------ RECORD SET ------
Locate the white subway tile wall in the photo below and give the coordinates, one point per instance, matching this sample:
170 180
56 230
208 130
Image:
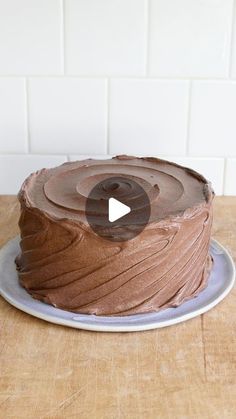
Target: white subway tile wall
13 124
105 37
15 168
30 37
190 38
84 78
67 115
------
Copy the listing above line for line without changing anything, and leave out the pictures.

EXERCISE SOLUTION:
Locate the white subway tile wall in the photo below and give the coordinates, one point per instance, matching this sample:
170 180
56 230
208 130
Image:
Target: white subway tile wall
13 124
105 37
15 168
30 37
190 38
84 78
67 115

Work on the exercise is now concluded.